→ TEXT SEGMENT:
[Begin]

Božo Petrović-Njegoš (; 1846−1929) was a Montenegrin vojvoda and politician.

After taking command of the Southern Army in the Montenegrin–Ottoman War of 1876–1878, he represented the Principality of Montenegro at the Congress of Berlin. He served as the head of government of Montenegro from 1879 to 1905.

Biography
Božo studied in Paris. He returned to Montenegro following his studies. As cousin of Prince Nikola, Božo served as heir apparent from 1860 to 1871, when Nikola's first son Danilo was born.

Božo was the commander of the Southern Army during the Montenegrin–Ottoman War of 1876–1878. He had great success in the Battles of Medun and Trijebač. However, in his memoirs, vojvoda Ilija Plamenac claims he was the de facto leader of the Southern Army as Božo was too young and inexperienced. After the war, Božo was the Montenegrin representative at the Congress of Berlin. He was a candidate for Prince of Bulgaria in 1879.

[End]

→ RECORDED INFORMATION:
[Begin]

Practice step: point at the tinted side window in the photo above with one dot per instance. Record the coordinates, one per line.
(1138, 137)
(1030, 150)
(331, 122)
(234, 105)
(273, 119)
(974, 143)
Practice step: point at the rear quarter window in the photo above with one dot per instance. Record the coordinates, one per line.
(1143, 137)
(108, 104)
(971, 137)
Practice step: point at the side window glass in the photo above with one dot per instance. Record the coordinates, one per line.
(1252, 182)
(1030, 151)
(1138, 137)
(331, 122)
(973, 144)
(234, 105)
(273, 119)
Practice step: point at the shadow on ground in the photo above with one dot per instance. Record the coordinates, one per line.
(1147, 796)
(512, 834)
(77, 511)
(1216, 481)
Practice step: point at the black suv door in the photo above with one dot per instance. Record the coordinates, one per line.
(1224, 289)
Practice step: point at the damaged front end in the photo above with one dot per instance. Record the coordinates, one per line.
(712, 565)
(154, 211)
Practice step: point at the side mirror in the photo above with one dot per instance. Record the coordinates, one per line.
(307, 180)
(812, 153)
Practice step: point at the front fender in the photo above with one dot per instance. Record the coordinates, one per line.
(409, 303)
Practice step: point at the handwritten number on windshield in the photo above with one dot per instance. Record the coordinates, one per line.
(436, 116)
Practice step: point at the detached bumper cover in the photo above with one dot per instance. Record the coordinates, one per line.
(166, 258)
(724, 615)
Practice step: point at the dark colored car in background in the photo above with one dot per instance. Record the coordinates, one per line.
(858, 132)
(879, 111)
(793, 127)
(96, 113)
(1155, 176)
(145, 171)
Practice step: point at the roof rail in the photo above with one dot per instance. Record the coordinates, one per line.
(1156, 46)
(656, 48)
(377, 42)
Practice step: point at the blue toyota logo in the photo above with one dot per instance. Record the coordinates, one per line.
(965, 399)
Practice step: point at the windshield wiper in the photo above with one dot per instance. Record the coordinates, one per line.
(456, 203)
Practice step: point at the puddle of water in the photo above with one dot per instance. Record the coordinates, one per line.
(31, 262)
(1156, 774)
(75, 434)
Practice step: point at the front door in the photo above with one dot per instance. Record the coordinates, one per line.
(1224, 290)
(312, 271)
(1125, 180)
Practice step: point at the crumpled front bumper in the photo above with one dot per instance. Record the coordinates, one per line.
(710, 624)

[End]

→ DIRECTIONS:
From the text on Božo Petrović-Njegoš above, write out the passage that begins at the words "Božo Petrović-Njegoš (;" and ends after the words "Danilo was born.", reproducing it without any change.

→ CORRECT OUTPUT:
Božo Petrović-Njegoš (; 1846−1929) was a Montenegrin vojvoda and politician.

After taking command of the Southern Army in the Montenegrin–Ottoman War of 1876–1878, he represented the Principality of Montenegro at the Congress of Berlin. He served as the head of government of Montenegro from 1879 to 1905.

Biography
Božo studied in Paris. He returned to Montenegro following his studies. As cousin of Prince Nikola, Božo served as heir apparent from 1860 to 1871, when Nikola's first son Danilo was born.